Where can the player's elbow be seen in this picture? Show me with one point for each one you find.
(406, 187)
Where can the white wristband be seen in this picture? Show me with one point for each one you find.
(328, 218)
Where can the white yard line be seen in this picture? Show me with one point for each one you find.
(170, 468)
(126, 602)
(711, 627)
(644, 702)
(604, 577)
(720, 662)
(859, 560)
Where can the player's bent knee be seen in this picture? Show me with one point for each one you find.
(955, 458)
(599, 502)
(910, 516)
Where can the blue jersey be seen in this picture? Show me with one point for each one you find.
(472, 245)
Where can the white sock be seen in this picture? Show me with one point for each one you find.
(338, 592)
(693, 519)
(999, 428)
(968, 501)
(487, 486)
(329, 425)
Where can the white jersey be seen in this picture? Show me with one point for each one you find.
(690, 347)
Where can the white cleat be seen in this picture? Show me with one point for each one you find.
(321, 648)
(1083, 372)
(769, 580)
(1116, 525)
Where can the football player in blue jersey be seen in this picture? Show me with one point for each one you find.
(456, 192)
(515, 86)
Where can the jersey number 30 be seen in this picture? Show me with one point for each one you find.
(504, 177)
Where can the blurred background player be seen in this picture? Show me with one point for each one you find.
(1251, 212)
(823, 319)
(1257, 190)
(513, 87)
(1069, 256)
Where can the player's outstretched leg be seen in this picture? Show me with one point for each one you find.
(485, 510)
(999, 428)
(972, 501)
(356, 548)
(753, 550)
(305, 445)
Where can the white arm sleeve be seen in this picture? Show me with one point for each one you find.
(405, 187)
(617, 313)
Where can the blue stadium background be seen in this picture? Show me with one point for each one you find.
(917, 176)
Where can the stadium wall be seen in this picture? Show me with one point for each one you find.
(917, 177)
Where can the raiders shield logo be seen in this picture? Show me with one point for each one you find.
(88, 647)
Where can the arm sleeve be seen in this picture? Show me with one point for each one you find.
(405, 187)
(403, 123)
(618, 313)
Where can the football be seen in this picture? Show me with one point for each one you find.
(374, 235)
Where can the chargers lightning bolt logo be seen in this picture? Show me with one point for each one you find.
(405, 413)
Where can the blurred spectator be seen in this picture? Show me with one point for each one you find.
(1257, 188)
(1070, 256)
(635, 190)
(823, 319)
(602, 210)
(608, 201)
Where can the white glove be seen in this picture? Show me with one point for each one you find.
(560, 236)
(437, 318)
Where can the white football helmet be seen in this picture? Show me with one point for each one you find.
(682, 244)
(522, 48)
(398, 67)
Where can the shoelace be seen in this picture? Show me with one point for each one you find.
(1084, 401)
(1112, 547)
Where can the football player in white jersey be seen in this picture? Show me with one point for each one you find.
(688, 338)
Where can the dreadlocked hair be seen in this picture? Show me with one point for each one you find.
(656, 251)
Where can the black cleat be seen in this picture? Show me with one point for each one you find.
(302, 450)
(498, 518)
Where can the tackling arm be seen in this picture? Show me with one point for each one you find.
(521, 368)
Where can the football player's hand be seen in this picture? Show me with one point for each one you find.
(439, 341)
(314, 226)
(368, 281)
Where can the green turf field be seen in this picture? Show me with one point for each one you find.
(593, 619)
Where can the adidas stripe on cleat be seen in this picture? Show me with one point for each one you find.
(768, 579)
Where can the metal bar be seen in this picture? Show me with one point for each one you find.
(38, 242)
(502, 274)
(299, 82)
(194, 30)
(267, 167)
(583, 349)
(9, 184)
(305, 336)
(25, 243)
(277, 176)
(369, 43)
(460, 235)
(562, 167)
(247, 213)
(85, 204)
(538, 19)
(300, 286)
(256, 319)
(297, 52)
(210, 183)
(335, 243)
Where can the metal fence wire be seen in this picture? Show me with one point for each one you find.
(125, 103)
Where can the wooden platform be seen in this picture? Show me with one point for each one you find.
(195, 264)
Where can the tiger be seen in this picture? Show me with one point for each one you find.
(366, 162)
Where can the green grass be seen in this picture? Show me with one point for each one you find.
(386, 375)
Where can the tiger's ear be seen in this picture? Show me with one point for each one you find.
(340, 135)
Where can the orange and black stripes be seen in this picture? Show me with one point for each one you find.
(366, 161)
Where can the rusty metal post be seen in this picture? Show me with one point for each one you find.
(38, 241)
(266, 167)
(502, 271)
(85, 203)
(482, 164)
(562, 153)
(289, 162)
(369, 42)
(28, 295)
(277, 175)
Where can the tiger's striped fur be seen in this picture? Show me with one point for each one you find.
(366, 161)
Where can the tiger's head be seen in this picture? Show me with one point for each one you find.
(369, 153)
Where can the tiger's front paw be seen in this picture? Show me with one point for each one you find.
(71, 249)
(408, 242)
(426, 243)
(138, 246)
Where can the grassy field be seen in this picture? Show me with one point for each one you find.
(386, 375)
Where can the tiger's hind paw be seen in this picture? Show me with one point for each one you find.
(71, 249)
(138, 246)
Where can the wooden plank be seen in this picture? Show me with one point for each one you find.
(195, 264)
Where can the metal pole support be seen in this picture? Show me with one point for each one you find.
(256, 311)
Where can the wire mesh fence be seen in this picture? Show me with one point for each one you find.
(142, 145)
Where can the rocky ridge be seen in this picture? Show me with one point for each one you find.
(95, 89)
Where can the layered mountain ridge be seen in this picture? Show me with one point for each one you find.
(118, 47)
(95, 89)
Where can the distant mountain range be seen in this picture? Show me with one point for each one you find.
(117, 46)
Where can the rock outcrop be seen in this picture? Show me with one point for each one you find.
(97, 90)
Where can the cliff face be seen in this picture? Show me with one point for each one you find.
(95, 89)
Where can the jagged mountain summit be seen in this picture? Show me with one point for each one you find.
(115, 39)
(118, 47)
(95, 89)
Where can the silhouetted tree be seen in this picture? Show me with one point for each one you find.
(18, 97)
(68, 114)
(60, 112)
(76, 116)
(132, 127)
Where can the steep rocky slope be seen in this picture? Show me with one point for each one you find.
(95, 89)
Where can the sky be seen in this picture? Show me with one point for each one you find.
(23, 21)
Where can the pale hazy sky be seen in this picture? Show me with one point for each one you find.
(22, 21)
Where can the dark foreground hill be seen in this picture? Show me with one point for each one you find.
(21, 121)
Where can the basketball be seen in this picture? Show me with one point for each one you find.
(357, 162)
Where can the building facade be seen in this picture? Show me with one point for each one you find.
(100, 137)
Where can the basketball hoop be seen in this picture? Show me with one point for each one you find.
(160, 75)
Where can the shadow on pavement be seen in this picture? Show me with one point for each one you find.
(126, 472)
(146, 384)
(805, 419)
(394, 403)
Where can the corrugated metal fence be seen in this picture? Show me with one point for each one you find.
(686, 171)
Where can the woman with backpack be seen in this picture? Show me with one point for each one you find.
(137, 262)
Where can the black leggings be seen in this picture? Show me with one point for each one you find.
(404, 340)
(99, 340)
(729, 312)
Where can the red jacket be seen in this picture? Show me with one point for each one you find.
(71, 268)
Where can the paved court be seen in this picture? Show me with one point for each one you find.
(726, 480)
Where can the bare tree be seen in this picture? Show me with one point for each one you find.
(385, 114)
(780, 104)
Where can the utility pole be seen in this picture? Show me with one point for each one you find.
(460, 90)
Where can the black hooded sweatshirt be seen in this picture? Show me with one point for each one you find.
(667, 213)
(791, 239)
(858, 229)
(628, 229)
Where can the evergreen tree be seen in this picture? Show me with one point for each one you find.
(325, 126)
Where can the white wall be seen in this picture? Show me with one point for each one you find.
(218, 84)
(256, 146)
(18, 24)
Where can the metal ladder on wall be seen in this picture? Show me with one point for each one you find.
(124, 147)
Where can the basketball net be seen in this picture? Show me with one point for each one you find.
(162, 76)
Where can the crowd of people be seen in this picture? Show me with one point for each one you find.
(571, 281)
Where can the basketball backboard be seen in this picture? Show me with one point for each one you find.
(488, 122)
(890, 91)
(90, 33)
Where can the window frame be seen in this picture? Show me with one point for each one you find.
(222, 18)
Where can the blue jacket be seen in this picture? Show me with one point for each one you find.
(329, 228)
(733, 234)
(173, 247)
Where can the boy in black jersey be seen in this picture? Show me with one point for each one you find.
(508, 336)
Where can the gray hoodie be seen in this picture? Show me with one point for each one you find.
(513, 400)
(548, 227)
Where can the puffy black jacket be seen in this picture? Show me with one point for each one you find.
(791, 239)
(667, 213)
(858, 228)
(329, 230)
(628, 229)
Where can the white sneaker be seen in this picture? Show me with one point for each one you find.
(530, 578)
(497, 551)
- - - - - - -
**WHAT THE TASK REQUIRES**. In the rows from the line containing "Where can the black hooded" through the end of the rows, change "jacket" to "coat" and leave everything else unchanged.

**SOLVED EXERCISE**.
Where can the black hooded sweatshirt be seen in this picture? Show me with one point for each one you find.
(667, 213)
(791, 239)
(858, 229)
(628, 229)
Where can the evergreen tree be seen in this picture? Show me with one point for each one you find.
(325, 126)
Where can the white wall be seen in this picture? Show me with one point for each one you find.
(218, 84)
(256, 146)
(18, 24)
Where can the metal ladder on wall be seen in this picture? Show me with one point for each one you find.
(124, 147)
Where can the basketball net be seen in this picture? Show me with one point for each one you find.
(162, 76)
Where can the crowd of people be seen in this picture? Show me with one point for each one you find.
(571, 281)
Where can the basketball backboard be seen in this picture? Show me with one point for each one you find.
(488, 122)
(890, 91)
(90, 33)
Where can the window frame be seen in this picture? Show me with one point for each one you find.
(222, 18)
Where can the blue coat be seen in this picture? Show me with one point for each one you find.
(329, 228)
(733, 234)
(173, 247)
Where can the boy in black jersey be seen in this picture? Show me with one point for each one you find.
(508, 336)
Where can the gray hoodie be seen in this picture? Show me with one point for each one you find.
(513, 400)
(548, 227)
Where can the puffy black coat be seen in this picture? Show me with one point for each one you find.
(791, 239)
(667, 213)
(858, 228)
(329, 230)
(628, 229)
Where can the white sneaker be seen in this picture? Show me with one point for each one you find.
(530, 578)
(497, 551)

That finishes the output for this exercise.